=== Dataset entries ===
(begin)

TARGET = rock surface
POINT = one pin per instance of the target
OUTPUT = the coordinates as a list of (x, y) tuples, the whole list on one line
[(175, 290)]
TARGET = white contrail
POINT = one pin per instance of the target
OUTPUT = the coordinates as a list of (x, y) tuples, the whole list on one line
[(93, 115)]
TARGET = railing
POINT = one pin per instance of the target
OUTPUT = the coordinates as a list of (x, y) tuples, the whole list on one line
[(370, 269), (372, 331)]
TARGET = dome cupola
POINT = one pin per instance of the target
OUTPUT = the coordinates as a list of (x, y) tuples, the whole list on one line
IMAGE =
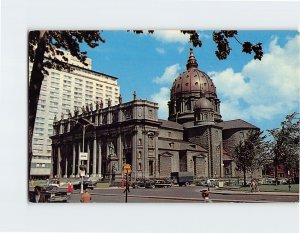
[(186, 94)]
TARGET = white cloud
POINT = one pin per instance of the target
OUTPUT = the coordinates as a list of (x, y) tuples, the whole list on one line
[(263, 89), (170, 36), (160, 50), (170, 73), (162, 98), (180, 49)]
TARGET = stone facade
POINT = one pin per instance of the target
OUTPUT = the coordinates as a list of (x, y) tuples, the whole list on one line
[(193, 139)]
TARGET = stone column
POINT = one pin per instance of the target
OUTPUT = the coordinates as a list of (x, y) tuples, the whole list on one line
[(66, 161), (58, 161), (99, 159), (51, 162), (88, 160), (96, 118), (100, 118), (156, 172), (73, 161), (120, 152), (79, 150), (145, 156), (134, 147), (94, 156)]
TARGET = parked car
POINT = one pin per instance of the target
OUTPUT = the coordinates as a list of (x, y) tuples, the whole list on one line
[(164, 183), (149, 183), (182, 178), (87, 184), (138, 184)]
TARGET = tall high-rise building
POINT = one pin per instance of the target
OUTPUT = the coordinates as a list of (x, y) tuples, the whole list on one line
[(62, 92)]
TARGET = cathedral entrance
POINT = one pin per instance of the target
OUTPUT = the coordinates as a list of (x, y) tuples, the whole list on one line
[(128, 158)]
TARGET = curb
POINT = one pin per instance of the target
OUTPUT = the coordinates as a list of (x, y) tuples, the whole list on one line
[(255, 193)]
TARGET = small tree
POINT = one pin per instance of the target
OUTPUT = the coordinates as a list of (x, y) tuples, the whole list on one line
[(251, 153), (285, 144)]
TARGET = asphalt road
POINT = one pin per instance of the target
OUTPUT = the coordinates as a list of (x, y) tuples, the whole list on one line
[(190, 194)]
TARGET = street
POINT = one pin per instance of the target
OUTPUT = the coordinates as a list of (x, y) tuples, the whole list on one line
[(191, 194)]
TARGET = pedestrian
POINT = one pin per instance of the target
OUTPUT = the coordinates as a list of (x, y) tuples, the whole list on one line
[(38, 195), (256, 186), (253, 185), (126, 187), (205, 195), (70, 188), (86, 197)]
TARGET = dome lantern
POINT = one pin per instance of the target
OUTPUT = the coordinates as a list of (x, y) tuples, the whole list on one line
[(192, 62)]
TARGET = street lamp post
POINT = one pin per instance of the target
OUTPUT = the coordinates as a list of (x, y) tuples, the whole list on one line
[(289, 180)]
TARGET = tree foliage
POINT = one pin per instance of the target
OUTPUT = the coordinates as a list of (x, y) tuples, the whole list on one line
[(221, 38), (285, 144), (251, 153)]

(end)
(begin)

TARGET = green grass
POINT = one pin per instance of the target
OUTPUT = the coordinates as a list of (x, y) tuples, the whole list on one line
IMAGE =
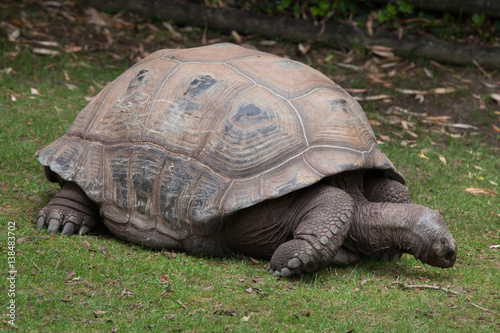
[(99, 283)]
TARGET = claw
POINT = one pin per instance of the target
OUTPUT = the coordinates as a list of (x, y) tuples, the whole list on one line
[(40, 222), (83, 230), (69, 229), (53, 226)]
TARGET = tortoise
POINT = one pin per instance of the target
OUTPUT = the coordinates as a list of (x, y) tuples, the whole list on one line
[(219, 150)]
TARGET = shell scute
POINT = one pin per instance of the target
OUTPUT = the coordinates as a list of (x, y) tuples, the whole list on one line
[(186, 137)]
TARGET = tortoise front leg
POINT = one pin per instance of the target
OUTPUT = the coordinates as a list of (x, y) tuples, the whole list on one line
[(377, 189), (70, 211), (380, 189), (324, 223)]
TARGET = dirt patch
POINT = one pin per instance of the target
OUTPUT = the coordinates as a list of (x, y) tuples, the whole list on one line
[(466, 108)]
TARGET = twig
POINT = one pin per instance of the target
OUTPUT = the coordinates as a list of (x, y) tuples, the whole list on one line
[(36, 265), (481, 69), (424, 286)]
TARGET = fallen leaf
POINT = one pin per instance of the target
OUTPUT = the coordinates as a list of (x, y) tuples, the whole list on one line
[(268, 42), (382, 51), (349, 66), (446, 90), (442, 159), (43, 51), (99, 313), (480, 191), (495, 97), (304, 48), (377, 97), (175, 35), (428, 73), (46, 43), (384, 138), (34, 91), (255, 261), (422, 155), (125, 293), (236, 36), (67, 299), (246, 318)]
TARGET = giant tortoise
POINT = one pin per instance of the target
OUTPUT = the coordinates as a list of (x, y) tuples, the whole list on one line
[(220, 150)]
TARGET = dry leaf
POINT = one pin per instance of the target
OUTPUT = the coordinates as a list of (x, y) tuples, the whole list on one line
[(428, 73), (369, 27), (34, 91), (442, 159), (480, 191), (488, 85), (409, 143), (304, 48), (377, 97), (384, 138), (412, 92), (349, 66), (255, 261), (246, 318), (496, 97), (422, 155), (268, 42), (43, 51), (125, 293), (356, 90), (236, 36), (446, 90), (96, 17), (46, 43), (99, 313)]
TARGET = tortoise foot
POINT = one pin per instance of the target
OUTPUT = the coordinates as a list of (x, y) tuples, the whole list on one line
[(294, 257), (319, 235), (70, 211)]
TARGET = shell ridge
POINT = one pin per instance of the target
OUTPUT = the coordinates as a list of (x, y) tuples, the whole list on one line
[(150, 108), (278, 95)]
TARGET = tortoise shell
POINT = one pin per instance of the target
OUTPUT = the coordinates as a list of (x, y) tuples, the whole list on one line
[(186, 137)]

(end)
(begin)

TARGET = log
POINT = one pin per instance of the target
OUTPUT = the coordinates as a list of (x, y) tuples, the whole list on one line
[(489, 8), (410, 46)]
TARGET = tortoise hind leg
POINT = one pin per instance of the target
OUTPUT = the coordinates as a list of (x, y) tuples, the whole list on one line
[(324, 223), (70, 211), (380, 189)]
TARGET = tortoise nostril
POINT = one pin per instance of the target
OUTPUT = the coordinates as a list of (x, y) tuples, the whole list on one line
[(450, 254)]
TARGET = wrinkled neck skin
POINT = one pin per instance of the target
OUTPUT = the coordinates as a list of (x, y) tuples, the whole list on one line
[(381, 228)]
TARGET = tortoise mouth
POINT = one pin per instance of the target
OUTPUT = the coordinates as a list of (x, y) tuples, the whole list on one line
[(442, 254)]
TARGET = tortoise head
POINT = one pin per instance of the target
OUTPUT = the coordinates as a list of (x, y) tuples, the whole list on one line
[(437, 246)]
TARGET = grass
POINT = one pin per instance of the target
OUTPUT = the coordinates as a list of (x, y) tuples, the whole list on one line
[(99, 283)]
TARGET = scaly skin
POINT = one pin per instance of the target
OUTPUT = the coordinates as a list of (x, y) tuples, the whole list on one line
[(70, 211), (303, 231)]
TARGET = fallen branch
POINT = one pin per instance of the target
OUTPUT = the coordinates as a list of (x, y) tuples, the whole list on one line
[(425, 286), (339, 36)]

(end)

Rewrite the records from the line with "TARGET = rock surface" up to and including the line with "[(186, 94)]", requests included, shifting every coordinate in the answers by adding 88 to each number. Leave the pictures out of your answer.

TARGET = rock surface
POINT = one pin per instance of the target
OUTPUT = the coordinates as a list of (x, y) tuples, the whole list on one line
[(263, 378)]
TARGET = white contrail
POINT = one pin per instance of the target
OUTPUT = the coordinates as a list of (x, y) tuples, the whole list on one line
[(181, 203)]
TARGET = railing
POINT = one pin per instance of the target
OUTPUT = the coordinates as a list of (x, y) tuples, the whole list on one line
[(458, 357), (460, 419)]
TARGET = dome cupola
POINT = one pin per instance of the target
OUTPUT = the coordinates as a list of (x, y) tuples, the whole list on one line
IMAGE =
[(274, 182)]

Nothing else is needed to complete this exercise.